PETUNJUK:
1 > Jawab pertanyaan berikut berdasarkan teks tentang kesehatan mental remaja.
(a) Dengan universitas mana penelitian I-NAMHS bekerja sama?
(b) Berapa persen remaja dengan masalah kesehatan mental yang mengakses layanan kesehatan mental?
(c) Menurut beberapa penyintas, apa salah satu hambatan terkait masalah kesehatan mental?
2 > Lanjutkan teks tentang kesehatan mental remaja setelah kalimat terakhirnya.

PETIKAN TEKS:
+---+

Negara Gagal Bahagiakan Anak Muda

19/05/2023 13:10 WIB

post-img

Pada penghujung tahun lalu, sebuah studi yang dilakukan The Indonesia National Adolescent Mental Health Survey (I-NAMHS) menyajikan laporan yang mencengangkan. Penelitian I-NAMHS bekerjasama dengan Universitas Gadjah Mada, menyebut satu dari tiga remaja Indonesia memiliki masalah kesehatan mental. Selain itu, satu dari dua puluh remaja Indonesia memiliki gangguan mental. 

Angka tersebut setara dengan 15,5 juta dan 2,45 juta remaja. Remaja dalam kelompok ini terdiagnosis  gangguan mental sesuai standar panduan Diagnostic and Statistical Manual of Mental Disorders Edisi Kelima (DSM-5). Menurut studi itu hanya 2,6% remaja dengan masalah kesehatan mental yang mengakses layanan kesehatan mental. 

Menurut beberapa penyintas masalah kesehatan mental, salah satu hambatan terkait masalah itu, yaitu keterbatasan BPJS dalam mencover hal tersebut. Sementara biaya psikolog klinis terbilang masih relatif mahal. Kemudahan dan masifikasi layanan kesehatan mental menjadi isu yang lebih krusial belakangan ini.

+---+

CUPLIKAN DATA:
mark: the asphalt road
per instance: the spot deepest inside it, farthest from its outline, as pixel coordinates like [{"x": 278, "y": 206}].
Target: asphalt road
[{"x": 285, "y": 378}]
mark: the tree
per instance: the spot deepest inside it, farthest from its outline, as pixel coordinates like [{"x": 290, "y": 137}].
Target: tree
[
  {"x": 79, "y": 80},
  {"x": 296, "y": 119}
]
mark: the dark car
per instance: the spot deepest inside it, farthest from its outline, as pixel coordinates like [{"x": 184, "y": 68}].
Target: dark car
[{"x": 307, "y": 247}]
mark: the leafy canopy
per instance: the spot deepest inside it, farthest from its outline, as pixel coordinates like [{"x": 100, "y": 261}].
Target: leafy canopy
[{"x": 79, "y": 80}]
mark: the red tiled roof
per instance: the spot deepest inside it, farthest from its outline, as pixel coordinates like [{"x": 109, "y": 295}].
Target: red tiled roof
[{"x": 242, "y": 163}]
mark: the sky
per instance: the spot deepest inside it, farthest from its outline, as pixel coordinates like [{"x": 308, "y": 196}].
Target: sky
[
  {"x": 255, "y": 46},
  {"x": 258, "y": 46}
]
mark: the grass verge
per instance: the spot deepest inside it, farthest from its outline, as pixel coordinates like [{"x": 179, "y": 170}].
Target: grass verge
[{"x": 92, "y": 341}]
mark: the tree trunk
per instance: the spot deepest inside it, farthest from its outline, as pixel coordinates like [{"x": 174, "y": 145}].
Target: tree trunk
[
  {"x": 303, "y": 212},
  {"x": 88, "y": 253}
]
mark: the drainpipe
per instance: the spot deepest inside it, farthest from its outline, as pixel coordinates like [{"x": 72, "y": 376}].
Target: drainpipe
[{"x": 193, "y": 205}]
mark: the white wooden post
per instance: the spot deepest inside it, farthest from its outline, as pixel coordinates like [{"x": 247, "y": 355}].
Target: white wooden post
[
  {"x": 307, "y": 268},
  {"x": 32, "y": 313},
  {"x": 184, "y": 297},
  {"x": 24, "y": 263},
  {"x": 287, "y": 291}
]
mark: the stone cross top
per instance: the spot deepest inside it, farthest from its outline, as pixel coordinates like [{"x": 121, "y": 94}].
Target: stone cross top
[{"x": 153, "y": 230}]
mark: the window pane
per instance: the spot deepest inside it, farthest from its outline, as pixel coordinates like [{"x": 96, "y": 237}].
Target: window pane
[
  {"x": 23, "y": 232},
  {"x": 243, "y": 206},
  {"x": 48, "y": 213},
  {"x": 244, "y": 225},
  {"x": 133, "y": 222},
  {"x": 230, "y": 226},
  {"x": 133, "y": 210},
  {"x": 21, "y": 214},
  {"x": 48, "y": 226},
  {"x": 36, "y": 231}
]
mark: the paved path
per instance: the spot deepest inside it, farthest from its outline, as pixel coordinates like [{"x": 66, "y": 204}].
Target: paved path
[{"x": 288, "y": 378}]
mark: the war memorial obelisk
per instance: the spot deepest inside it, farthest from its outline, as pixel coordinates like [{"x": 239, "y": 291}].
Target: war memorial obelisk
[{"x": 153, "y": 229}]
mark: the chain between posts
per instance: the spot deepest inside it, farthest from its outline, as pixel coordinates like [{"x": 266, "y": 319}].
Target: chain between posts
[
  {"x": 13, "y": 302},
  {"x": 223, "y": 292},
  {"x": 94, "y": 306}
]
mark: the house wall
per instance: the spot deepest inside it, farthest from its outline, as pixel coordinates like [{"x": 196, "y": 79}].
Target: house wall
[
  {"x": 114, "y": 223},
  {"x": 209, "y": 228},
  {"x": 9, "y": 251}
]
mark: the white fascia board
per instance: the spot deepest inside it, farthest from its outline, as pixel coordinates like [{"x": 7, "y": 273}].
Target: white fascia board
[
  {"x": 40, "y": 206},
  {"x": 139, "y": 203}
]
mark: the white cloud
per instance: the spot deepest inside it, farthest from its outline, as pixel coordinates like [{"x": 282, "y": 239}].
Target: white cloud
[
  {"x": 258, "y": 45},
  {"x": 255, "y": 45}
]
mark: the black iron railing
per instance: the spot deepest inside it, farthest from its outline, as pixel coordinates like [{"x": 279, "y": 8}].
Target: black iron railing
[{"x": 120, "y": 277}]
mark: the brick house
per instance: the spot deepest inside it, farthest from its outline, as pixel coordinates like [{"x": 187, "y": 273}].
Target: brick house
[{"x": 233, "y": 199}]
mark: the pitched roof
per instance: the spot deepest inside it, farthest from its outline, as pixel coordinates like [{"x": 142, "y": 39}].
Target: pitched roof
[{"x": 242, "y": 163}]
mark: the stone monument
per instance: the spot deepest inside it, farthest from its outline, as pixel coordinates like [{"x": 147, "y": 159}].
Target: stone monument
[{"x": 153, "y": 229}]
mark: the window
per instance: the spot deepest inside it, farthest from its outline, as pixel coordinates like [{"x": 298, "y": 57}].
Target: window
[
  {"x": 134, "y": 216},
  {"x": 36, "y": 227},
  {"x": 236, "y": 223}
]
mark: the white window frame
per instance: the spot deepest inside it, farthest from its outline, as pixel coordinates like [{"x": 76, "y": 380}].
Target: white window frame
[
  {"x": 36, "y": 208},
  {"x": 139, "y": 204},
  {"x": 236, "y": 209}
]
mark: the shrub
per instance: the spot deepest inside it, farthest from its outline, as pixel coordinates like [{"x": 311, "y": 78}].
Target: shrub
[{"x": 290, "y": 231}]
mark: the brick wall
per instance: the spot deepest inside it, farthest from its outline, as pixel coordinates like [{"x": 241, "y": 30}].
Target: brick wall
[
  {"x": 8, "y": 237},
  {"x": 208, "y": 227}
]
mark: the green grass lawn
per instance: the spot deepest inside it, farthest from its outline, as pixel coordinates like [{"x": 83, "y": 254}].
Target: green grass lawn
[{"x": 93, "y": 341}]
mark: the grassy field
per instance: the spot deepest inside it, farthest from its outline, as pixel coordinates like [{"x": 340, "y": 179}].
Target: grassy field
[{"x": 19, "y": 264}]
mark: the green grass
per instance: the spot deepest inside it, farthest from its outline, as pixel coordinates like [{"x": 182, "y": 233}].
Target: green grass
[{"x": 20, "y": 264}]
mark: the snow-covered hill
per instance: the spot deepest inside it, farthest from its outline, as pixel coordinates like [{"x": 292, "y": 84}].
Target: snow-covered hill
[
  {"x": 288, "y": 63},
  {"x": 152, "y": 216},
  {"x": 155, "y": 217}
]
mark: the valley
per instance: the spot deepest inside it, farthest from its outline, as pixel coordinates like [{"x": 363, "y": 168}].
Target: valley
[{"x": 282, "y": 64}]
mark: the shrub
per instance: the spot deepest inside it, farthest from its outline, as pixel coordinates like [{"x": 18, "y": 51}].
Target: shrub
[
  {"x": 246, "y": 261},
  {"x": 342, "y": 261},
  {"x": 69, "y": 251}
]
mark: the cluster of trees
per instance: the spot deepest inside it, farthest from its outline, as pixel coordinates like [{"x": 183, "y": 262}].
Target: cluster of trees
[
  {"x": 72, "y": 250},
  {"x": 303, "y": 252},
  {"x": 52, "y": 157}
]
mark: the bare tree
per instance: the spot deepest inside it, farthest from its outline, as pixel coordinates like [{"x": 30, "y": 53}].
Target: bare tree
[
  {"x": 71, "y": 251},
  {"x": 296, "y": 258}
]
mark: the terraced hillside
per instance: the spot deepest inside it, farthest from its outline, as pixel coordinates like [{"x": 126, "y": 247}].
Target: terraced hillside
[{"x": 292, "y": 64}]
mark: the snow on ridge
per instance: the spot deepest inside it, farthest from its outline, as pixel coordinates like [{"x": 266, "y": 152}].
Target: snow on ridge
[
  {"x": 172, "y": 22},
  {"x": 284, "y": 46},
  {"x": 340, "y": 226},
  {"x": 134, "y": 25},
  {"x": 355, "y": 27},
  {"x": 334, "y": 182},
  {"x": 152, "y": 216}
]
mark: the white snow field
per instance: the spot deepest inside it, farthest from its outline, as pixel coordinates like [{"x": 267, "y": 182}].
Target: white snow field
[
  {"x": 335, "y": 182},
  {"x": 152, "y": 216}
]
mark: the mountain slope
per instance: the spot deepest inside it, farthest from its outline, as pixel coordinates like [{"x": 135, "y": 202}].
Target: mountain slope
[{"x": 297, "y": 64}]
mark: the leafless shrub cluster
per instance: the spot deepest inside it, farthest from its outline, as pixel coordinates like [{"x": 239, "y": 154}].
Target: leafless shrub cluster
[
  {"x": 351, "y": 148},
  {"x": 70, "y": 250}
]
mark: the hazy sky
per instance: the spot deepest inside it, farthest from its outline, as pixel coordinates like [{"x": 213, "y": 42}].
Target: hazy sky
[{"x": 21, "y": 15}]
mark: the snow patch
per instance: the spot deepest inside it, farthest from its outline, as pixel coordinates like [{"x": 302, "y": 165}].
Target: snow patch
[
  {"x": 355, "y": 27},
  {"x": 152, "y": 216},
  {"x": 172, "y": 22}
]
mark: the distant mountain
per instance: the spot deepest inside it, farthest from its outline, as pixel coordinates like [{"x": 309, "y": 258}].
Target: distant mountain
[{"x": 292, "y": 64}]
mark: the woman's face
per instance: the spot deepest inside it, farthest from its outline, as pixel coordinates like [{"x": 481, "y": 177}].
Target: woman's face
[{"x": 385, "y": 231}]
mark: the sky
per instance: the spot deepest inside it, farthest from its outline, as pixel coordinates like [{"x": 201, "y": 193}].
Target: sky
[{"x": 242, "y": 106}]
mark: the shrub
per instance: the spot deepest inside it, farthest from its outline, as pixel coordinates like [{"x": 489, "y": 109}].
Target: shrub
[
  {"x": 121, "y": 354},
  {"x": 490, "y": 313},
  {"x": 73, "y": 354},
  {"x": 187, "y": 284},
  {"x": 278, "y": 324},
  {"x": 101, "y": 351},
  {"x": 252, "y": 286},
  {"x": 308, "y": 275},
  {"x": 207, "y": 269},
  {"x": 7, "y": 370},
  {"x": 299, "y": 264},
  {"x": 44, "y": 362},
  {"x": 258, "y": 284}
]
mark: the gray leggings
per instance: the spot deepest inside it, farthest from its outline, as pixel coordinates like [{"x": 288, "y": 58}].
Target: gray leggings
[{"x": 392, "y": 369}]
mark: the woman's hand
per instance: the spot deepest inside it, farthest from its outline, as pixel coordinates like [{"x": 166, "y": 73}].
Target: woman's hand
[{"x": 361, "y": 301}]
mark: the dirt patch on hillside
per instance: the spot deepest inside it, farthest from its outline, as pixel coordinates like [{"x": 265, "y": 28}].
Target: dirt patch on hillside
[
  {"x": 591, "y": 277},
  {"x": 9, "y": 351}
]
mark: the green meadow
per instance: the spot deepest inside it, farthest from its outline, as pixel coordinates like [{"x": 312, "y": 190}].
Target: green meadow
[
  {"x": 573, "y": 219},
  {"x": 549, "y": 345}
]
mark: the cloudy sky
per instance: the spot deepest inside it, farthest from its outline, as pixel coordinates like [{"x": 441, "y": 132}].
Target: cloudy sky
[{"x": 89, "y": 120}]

+---+

JAWABAN TIAP BUTIR:
1 >
(a) Universitas Gadjah Mada.
(b) 2,6%.
(c) Keterbatasan BPJS dalam mencover masalah kesehatan mental.

2 >
Dalam skala global masalah kesehatan mental sendiri juga menjadi perhatian serius. Ketua Bidang Ideologi dan Kaderisasi Partai Buruh, Adityo Fajar, memberikan perhatian atas hal tersebut.

"Ini mencemaskan. Catatan Organisasi Kesehatan Dunia (WHO) menyebut, secara global satu dari tujuh anak berusia 10-19 tahun mengalami gangguan jiwa. Sementara bunuh diri menjadi penyebab utama kematian ke-empat terbesar untuk kalangan berusia 15-29 tahun."

Menurut WHO berbagai faktor mempengaruhi kesehatan mental. Diantara faktor-faktor itu meliputi keterpaparan terhadap kesulitan hidup, tekanan untuk menyesuaikan diri dengan teman sebaya, dan eksplorasi identitas. Penentu penting lainnya termasuk kualitas kehidupan keluarga dan hubungan teman sebaya. Kekerasan dan masalah sosial ekonomi yang parah juga diakui sebagai sumber risiko kesehatan mental. 

Besarnya jumlah anak muda Indonesia yang  mengalami gangguan mental turut menunjukkan adanya problem serius pembangunan. 

"Orientasi pencapaian pembangunan tidak bisa hanya diukur dari volume ekonomi belaka. Tak cuma soal growth belaka. Di dunia dikenal Gross National Happiness. Sederhananya, itu indeks yang digunakan untuk mengukur kebahagiaan kolektif suatu populasi. Indonesia sangat tertinggal. Penduduknya tidak bahagia. Anak mudanya rentan mengalami gangguan mental. Ada kecemasan kolosal sehari-hari", pungkas Fajar.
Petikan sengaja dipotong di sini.